_Set exercise_
Could you extract every entry below and reproduce it exactly?
— START OF Provided records —
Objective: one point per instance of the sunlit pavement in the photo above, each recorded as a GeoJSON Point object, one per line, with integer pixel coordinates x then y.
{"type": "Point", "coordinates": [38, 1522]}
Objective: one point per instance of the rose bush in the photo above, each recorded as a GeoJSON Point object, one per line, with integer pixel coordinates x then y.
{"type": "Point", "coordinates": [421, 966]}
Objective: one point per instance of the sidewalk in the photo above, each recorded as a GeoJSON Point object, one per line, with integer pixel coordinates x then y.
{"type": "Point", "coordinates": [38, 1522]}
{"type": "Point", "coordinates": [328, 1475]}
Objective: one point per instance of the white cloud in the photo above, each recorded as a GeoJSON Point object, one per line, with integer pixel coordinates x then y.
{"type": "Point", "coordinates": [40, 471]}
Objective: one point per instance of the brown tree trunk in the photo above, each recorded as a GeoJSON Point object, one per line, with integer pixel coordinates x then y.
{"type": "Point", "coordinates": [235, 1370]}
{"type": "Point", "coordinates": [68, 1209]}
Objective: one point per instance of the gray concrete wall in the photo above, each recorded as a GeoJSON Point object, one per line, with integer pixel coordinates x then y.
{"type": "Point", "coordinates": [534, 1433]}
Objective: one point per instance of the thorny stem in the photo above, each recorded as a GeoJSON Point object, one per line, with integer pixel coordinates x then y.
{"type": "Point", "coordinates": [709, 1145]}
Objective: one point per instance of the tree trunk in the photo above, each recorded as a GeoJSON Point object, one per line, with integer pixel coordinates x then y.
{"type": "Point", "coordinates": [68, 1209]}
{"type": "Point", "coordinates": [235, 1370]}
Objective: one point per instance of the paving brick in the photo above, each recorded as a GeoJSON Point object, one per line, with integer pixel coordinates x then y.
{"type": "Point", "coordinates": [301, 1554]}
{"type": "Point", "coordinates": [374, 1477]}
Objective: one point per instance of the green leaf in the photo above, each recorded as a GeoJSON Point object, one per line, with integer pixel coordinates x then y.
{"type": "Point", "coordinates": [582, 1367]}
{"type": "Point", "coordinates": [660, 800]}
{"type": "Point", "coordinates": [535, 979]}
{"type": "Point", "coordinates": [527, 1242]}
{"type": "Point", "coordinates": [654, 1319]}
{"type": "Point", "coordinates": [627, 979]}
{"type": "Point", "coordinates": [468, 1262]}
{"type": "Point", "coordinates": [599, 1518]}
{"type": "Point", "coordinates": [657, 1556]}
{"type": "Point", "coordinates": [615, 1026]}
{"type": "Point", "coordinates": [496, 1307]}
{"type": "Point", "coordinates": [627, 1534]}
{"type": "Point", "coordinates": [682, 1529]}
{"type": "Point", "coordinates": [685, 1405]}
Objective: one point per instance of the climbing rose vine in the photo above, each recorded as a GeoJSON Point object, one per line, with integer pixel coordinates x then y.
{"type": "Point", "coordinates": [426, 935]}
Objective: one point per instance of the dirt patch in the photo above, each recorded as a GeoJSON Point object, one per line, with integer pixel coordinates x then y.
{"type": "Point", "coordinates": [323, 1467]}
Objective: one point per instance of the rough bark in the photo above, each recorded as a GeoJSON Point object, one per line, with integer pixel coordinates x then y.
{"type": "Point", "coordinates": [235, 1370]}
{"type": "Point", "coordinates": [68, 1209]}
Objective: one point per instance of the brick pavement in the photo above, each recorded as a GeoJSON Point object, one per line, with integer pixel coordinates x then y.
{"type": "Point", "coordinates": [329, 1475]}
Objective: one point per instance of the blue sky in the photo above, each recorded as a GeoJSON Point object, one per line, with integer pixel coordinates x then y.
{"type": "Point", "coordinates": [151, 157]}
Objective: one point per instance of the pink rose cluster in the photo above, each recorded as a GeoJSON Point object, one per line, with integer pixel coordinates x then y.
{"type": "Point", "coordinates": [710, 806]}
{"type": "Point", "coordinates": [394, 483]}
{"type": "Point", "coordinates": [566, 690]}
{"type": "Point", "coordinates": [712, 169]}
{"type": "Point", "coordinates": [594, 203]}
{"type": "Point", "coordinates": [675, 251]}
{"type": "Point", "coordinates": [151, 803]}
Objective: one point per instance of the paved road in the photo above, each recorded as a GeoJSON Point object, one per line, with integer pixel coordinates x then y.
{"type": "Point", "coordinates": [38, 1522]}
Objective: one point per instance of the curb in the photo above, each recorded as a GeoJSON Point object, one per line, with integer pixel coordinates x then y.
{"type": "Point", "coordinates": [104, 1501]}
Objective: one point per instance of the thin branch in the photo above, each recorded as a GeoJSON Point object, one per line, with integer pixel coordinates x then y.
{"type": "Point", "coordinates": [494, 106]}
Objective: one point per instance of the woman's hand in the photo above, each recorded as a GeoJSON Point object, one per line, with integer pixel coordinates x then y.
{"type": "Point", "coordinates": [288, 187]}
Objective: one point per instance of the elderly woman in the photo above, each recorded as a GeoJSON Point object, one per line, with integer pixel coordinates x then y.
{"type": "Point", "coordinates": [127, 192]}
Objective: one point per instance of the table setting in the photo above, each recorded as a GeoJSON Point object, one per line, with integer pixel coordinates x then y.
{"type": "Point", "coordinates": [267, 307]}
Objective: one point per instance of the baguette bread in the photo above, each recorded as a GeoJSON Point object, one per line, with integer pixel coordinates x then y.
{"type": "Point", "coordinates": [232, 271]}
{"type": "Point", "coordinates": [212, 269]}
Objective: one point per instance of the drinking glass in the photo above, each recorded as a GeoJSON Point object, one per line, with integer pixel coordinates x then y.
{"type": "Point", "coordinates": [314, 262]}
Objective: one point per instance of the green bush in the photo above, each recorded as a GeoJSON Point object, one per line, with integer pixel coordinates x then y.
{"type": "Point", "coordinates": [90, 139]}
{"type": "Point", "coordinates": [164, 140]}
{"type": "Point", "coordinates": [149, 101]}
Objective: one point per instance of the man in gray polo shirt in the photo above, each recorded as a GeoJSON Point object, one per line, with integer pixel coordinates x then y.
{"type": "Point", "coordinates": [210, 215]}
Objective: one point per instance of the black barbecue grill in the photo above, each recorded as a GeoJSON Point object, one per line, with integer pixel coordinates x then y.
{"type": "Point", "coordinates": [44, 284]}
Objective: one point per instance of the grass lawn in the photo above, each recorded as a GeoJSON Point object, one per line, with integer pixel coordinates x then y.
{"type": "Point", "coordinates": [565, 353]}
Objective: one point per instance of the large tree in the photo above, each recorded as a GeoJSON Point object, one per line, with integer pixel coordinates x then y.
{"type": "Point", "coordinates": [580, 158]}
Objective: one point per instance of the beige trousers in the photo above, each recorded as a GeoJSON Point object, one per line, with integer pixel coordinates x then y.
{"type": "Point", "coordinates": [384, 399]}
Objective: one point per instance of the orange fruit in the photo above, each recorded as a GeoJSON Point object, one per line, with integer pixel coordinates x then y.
— END OF Provided records —
_Exercise result_
Objective: one point per instance of the sunlit pavement in the photo above, each recorded as a GeoJSON Point object, one per line, with integer pixel coordinates x then y.
{"type": "Point", "coordinates": [38, 1522]}
Objective: one point per instance of the rose bush in the photo above, each recorded as a GeoJSON Point object, one per line, with integer pixel coordinates x then y.
{"type": "Point", "coordinates": [421, 966]}
Objective: one point per instance of the sidewalk in the photo above, each recorded as a GeoJSON Point object, one per line, with integer pixel coordinates x then y.
{"type": "Point", "coordinates": [38, 1522]}
{"type": "Point", "coordinates": [328, 1475]}
Objective: one point per instance of the white cloud in the photo above, each recorded as a GeoJSON Point object, one per line, with integer pixel coordinates x then y.
{"type": "Point", "coordinates": [40, 471]}
Objective: one point per instance of the brown tree trunk in the photo above, each recorded as a GeoJSON Point object, one per line, with integer pixel coordinates x then y.
{"type": "Point", "coordinates": [235, 1370]}
{"type": "Point", "coordinates": [68, 1209]}
Objective: one point per instance of the gray concrete wall in the photo above, each recorded as a GeoJSON Point object, one per line, with integer pixel coordinates x then y.
{"type": "Point", "coordinates": [534, 1433]}
Objective: one point per instance of the thorny stem in the photo above, each recorded as a GeoJSON Point object, one per line, with integer pixel coordinates x then y.
{"type": "Point", "coordinates": [709, 1145]}
Objective: one point per instance of the tree trunk in the photo above, each recorded as a GeoJSON Point object, one per line, with integer pixel coordinates x then y.
{"type": "Point", "coordinates": [68, 1209]}
{"type": "Point", "coordinates": [235, 1370]}
Objective: one point per instance of the paving brick in the photo above, each recorded as a GeoJSON Point object, one per line, with integer pixel coordinates x then y.
{"type": "Point", "coordinates": [301, 1554]}
{"type": "Point", "coordinates": [374, 1477]}
Objective: one point per instance of the green leaf in the photo above, each recorded as a GeoJSON Point object, one per line, with integer pixel coordinates x then y.
{"type": "Point", "coordinates": [582, 1367]}
{"type": "Point", "coordinates": [660, 800]}
{"type": "Point", "coordinates": [535, 979]}
{"type": "Point", "coordinates": [527, 1242]}
{"type": "Point", "coordinates": [654, 1319]}
{"type": "Point", "coordinates": [627, 979]}
{"type": "Point", "coordinates": [468, 1262]}
{"type": "Point", "coordinates": [599, 1518]}
{"type": "Point", "coordinates": [657, 1556]}
{"type": "Point", "coordinates": [615, 1026]}
{"type": "Point", "coordinates": [496, 1307]}
{"type": "Point", "coordinates": [627, 1534]}
{"type": "Point", "coordinates": [682, 1529]}
{"type": "Point", "coordinates": [685, 1405]}
Objective: one point per instance of the climbing rose vine in the photo above, each recorded as a GeoJSON Point object, one per line, with integer pixel coordinates x then y.
{"type": "Point", "coordinates": [426, 935]}
Objective: one point per instance of the dirt patch in the photo above, each recorded as a GeoJSON Point object, one per line, with integer pixel coordinates x then y.
{"type": "Point", "coordinates": [323, 1467]}
Objective: one point per instance of the rough bark in the photo above, each recorded as a GeoJSON Point object, one per line, with integer pixel coordinates x then y.
{"type": "Point", "coordinates": [235, 1370]}
{"type": "Point", "coordinates": [68, 1209]}
Objective: one point per instance of the brick pavement in the photo above, each recorded as a GeoJSON Point object, one per line, with integer pixel coordinates x then y.
{"type": "Point", "coordinates": [329, 1475]}
Objective: one point per instance of the blue sky in the photo above, each recorded as a GeoJSON Point object, one per line, with integer pixel coordinates x then y.
{"type": "Point", "coordinates": [151, 157]}
Objective: one point per instance of the pink rose cluster in the photo above, each recorded as a GeoJSON Point object, one per line, with integer pixel coordinates x then y.
{"type": "Point", "coordinates": [710, 806]}
{"type": "Point", "coordinates": [394, 483]}
{"type": "Point", "coordinates": [566, 690]}
{"type": "Point", "coordinates": [712, 169]}
{"type": "Point", "coordinates": [594, 203]}
{"type": "Point", "coordinates": [675, 251]}
{"type": "Point", "coordinates": [151, 803]}
Objective: one point per instance of the paved road in the photo above, each recorded as a GeoJSON Point object, one per line, with integer pixel coordinates x then y.
{"type": "Point", "coordinates": [38, 1522]}
Objective: one point per instance of the curb in the photo above, each recorded as a GeoJSON Point object, one per line, with integer pixel coordinates x then y.
{"type": "Point", "coordinates": [104, 1501]}
Objective: one point per instance of the thin branch in the photo above, each recorded as a GeoJSON Point object, one per line, with integer pixel coordinates x then y.
{"type": "Point", "coordinates": [494, 106]}
Objective: one point per instance of the woman's hand in the photo above, each recorded as a GeoJSON Point object, one per line, with integer pixel coordinates x then y.
{"type": "Point", "coordinates": [288, 187]}
Objective: one point per instance of the elderly woman in the photo above, each recorded as a GeoJSON Point object, one per line, with integer pixel coordinates x then y.
{"type": "Point", "coordinates": [127, 192]}
Objective: one point per instance of the table setting in the photo above, each recorded as a GeoJSON Point object, one per line, with integer pixel coordinates x then y.
{"type": "Point", "coordinates": [267, 307]}
Objective: one point per instance of the baguette bread in the photo above, each recorded as a GeoJSON Point object, one per line, with integer pixel coordinates x then y.
{"type": "Point", "coordinates": [232, 271]}
{"type": "Point", "coordinates": [212, 269]}
Objective: one point per instance of the drinking glass in the photo above, each recorded as a GeoJSON Point object, one per line, with integer pixel coordinates x then y.
{"type": "Point", "coordinates": [314, 262]}
Objective: one point per instance of the green bush in the photo above, each recorded as a GeoJSON Point object, one per line, with integer pixel coordinates x then y.
{"type": "Point", "coordinates": [90, 139]}
{"type": "Point", "coordinates": [164, 140]}
{"type": "Point", "coordinates": [149, 101]}
Objective: one point per instance of the man in gray polo shirt in the photo above, each recorded as a GeoJSON Point object, one per line, with integer pixel coordinates x then y.
{"type": "Point", "coordinates": [210, 215]}
Objective: one point per instance of the black barbecue grill in the photo above, each recorded as a GeoJSON Point object, one per line, with integer pixel coordinates x then y.
{"type": "Point", "coordinates": [44, 284]}
Objective: one point per instance of the grass lawn in the photo above, each recorded as a GeoJSON Point object, one per line, with integer pixel coordinates x then y.
{"type": "Point", "coordinates": [565, 353]}
Objective: one point per instance of the large tree in the photo above, each recorded as a GeoJSON Point object, one per line, with integer pixel coordinates x then y.
{"type": "Point", "coordinates": [580, 158]}
Objective: one point per instance of the beige trousers in the photo above, each recorded as a GeoJSON Point object, one per line, with integer pixel coordinates x then y.
{"type": "Point", "coordinates": [384, 399]}
Objective: one point per instance of the orange fruit in the photo above, each recorded as a GeoJSON Point object, one per line, with integer pixel coordinates x then y.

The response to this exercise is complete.